• **OBJECTIVE**
Can you format the records as a two-column CSV with the columns request and answer, starting with the line that contains "detect yellow warning" and going on through the line that contains "[89,130,106,202]"? Give one row per record and only those rows, with each field in quotation marks and line breaks replaced by spaces.

• **DATA IN THIS EXERCISE**
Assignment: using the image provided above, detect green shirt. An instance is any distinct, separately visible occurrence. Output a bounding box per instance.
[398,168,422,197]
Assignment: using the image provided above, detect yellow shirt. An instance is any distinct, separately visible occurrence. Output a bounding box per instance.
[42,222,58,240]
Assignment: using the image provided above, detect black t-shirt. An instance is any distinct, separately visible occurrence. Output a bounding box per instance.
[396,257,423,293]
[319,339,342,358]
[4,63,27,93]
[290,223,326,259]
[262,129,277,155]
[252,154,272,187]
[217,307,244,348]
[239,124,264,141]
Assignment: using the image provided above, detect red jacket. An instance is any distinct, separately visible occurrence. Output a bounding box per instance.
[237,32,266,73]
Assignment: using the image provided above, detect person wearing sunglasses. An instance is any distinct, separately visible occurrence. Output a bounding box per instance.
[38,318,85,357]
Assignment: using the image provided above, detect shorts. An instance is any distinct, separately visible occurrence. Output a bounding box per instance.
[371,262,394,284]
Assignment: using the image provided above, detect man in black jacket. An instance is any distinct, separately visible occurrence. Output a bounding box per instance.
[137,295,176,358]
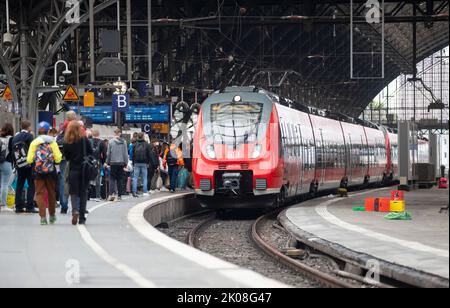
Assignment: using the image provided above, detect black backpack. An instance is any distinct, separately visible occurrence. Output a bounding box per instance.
[133,142,149,163]
[13,141,30,169]
[91,139,102,160]
[81,139,99,182]
[0,138,8,164]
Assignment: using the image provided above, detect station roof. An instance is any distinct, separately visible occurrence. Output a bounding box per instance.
[2,0,449,116]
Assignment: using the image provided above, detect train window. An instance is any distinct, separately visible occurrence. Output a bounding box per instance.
[210,103,264,146]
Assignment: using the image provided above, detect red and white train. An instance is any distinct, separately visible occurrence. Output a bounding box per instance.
[193,87,398,209]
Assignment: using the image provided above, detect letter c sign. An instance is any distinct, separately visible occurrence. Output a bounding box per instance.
[113,94,130,111]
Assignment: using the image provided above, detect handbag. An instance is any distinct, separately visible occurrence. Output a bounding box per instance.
[81,139,99,183]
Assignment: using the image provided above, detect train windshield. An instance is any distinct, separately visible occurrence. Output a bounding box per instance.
[206,102,264,147]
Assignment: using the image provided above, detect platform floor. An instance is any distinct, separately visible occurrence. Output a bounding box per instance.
[286,188,449,279]
[0,194,283,288]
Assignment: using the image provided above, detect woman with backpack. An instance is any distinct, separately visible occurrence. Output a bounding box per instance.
[63,121,93,226]
[27,122,62,226]
[0,123,14,210]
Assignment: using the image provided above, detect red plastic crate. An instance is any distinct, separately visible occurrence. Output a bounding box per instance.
[365,198,391,213]
[391,190,405,201]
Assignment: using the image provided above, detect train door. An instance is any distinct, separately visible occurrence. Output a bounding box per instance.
[296,124,305,195]
[318,129,327,186]
[346,134,354,184]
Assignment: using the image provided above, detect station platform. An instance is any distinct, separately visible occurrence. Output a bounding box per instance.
[279,188,449,287]
[0,193,283,288]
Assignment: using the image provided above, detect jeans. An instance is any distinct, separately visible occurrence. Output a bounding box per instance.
[16,168,34,210]
[133,164,148,194]
[58,160,69,210]
[169,165,178,191]
[109,165,125,197]
[0,161,12,206]
[70,192,87,221]
[35,176,56,218]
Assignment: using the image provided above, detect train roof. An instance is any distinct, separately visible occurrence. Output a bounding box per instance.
[213,86,388,133]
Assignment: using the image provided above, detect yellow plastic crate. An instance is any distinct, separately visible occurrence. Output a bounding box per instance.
[390,200,406,212]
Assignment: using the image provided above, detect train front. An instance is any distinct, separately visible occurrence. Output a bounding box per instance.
[193,91,282,209]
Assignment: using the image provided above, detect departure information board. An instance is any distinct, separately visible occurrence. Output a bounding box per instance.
[70,106,115,124]
[125,105,170,123]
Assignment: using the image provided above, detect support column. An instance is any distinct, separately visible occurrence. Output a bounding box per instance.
[127,0,133,88]
[147,0,153,93]
[20,29,29,121]
[89,0,95,83]
[398,121,412,190]
[428,134,440,176]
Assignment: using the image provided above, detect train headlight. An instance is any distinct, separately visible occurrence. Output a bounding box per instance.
[251,144,262,159]
[206,145,217,159]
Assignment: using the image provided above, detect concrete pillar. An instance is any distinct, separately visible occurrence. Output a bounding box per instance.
[20,29,29,121]
[428,134,440,179]
[398,121,412,186]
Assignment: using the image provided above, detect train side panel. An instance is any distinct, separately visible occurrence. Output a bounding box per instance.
[364,127,388,183]
[310,115,346,190]
[341,122,369,186]
[277,105,315,197]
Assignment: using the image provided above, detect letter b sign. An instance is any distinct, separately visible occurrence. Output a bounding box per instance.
[113,94,130,111]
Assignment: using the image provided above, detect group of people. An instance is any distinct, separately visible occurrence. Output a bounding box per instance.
[0,111,190,225]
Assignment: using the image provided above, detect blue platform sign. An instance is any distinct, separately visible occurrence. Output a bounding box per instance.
[125,104,170,124]
[70,105,115,125]
[113,94,130,112]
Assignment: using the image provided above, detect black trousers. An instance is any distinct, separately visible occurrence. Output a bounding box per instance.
[109,165,125,197]
[16,168,34,210]
[147,165,155,191]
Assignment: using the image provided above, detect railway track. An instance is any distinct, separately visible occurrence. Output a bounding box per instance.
[185,211,361,288]
[250,211,359,288]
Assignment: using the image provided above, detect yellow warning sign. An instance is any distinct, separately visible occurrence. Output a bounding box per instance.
[63,86,80,102]
[83,92,95,107]
[2,85,13,101]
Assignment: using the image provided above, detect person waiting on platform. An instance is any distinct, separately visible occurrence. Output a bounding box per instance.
[0,123,14,210]
[163,144,184,193]
[131,133,156,198]
[64,121,93,225]
[27,122,62,226]
[106,129,129,201]
[13,120,38,214]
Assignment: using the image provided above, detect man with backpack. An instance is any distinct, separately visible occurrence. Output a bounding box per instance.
[132,133,155,198]
[56,110,77,215]
[163,144,184,193]
[106,129,129,202]
[27,122,62,226]
[12,121,38,214]
[89,130,106,202]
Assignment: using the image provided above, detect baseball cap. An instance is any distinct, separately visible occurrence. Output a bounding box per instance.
[39,122,50,132]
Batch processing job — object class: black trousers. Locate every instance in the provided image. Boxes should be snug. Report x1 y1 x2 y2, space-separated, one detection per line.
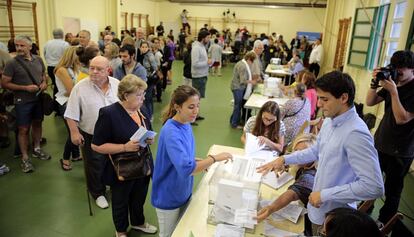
47 66 58 99
378 151 413 224
309 63 321 77
111 176 150 232
81 131 108 199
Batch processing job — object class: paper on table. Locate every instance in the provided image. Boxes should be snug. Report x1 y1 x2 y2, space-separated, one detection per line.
264 222 301 237
232 155 265 182
234 209 257 229
262 172 293 189
276 203 303 223
214 224 244 237
244 133 265 155
130 127 157 147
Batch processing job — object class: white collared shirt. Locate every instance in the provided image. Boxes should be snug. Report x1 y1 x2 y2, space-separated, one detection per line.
309 44 323 65
65 77 119 135
43 39 69 67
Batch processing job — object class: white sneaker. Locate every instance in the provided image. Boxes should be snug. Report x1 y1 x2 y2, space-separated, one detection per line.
131 223 158 234
95 196 109 209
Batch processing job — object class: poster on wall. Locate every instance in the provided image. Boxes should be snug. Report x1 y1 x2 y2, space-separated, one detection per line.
296 31 322 42
63 17 80 35
81 20 99 42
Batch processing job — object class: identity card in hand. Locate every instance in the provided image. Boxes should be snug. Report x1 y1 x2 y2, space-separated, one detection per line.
130 127 157 147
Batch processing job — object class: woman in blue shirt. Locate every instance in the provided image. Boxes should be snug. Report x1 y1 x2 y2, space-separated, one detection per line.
151 85 232 237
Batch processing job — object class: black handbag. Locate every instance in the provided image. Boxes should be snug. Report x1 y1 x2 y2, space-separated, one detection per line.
109 146 152 181
15 57 55 115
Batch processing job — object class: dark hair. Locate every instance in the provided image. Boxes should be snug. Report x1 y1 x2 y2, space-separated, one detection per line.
139 41 149 47
7 38 16 53
325 207 383 237
161 85 200 124
197 30 210 42
119 44 135 57
76 47 99 67
315 71 355 106
301 71 316 90
295 82 306 99
252 101 280 142
391 50 414 68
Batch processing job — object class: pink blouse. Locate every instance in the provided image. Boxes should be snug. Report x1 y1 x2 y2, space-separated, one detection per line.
305 89 318 119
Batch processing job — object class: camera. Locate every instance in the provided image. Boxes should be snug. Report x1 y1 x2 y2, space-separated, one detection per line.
376 64 398 82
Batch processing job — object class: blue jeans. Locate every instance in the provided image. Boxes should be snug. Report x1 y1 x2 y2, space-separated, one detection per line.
230 89 246 127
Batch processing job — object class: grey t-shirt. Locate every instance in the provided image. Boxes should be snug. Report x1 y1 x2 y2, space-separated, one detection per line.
3 55 45 104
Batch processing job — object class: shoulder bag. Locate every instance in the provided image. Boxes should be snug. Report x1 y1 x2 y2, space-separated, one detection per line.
109 112 152 181
15 57 55 115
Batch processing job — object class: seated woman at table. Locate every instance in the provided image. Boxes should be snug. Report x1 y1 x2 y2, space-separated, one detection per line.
241 101 285 154
257 133 316 222
92 74 157 237
301 71 318 119
230 52 256 129
320 207 384 237
280 83 311 145
151 85 232 237
288 49 305 78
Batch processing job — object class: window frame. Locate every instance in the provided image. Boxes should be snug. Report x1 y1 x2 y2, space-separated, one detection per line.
347 7 378 68
347 3 391 69
405 9 414 50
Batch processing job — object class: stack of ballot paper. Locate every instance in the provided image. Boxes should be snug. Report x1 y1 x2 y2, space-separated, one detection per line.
260 200 306 223
262 172 293 189
214 224 244 237
129 127 157 147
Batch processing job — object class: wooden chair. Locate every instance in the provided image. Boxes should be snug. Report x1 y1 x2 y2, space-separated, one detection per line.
358 200 404 236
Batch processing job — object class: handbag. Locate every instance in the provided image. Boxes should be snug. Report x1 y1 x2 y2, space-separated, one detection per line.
15 57 55 115
109 147 151 181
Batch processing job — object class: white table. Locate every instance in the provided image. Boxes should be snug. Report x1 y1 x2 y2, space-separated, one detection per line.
172 145 304 237
244 93 290 122
265 64 292 85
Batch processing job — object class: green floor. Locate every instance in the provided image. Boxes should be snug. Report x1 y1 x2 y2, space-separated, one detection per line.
0 61 414 237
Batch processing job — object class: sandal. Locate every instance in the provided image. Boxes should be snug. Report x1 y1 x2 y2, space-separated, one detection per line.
59 159 72 171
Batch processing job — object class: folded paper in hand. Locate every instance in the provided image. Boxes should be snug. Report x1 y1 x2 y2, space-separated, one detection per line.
130 127 157 147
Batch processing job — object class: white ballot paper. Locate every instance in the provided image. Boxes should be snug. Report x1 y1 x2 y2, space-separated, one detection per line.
276 203 303 223
262 172 293 189
214 224 244 237
244 133 266 155
129 127 157 147
234 209 257 229
232 155 266 182
259 200 286 222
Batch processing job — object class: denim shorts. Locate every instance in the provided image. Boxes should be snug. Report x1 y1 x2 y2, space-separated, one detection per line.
15 101 43 126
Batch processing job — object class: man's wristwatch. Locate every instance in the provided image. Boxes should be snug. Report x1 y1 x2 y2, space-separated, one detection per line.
370 78 379 89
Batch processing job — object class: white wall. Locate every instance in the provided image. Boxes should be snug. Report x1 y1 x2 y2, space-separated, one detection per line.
157 2 326 41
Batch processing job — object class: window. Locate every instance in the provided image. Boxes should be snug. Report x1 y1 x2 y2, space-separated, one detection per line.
405 9 414 51
383 1 407 66
348 4 390 69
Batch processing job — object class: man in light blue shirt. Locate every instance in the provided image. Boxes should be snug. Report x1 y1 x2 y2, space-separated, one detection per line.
258 71 384 235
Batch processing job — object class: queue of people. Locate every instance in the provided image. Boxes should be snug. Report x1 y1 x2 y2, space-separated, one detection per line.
2 17 414 237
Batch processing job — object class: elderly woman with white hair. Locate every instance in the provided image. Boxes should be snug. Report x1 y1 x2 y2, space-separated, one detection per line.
92 74 157 237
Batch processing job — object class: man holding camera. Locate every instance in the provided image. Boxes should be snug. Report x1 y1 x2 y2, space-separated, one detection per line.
366 50 414 223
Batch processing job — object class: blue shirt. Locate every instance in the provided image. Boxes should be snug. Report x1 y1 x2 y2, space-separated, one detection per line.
285 107 384 225
114 62 147 82
151 119 196 210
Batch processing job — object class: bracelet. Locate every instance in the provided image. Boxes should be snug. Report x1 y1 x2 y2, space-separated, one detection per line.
208 155 216 164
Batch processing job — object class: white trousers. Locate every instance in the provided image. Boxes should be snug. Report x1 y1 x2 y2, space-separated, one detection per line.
155 202 189 237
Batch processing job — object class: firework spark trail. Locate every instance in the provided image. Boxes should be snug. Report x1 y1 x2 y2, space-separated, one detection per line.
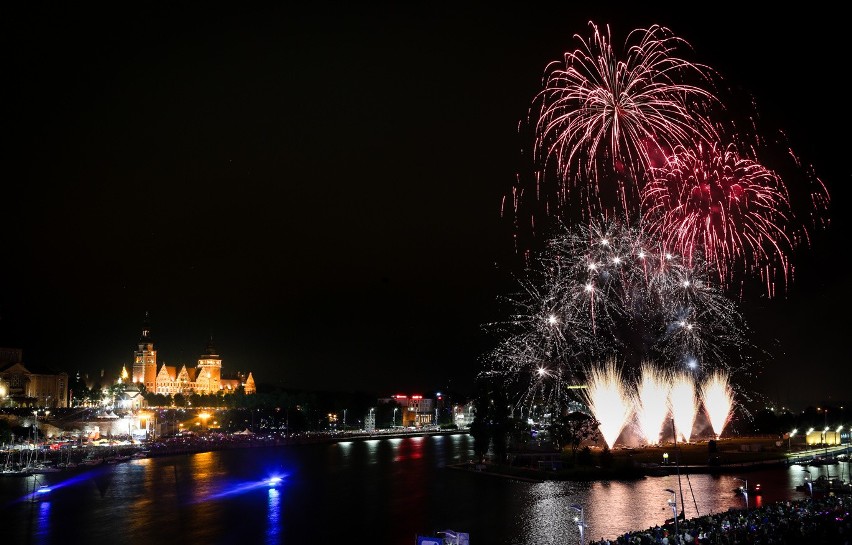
480 217 750 412
634 362 671 445
533 22 720 221
669 373 698 443
641 144 797 296
699 370 734 438
585 360 633 448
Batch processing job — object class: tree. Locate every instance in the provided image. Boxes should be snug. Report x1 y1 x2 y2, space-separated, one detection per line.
551 411 600 461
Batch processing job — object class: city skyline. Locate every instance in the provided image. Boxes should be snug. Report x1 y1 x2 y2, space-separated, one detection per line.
0 6 850 403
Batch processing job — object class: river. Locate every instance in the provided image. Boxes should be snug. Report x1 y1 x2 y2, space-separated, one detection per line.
0 433 848 545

• **ANSWER TO THIS PROBLEM**
request,answer
"Assignment: using the image provided above, detect yellow warning sign. An instance is any distinct, separately visible occurrence. Output a bounding box per instance.","[63,86,80,102] [83,92,95,107] [2,85,13,101]"
"Assignment: using the image provided above, detect person waiting on platform. An instance is any distinct, separately visible occurrence. Output a bounding box per instance.","[0,123,14,210] [163,144,184,193] [131,133,156,198] [64,121,93,225] [27,122,62,226] [106,129,129,201] [13,120,38,214]"
"Assignment: using the image provided above, detect man with backpack. An instance is any distinct, separately visible occurrence. Output a bounding box per instance.","[132,133,155,198] [56,110,77,215] [163,144,184,193] [106,129,129,202] [27,122,62,226] [12,121,38,214] [89,130,106,202]"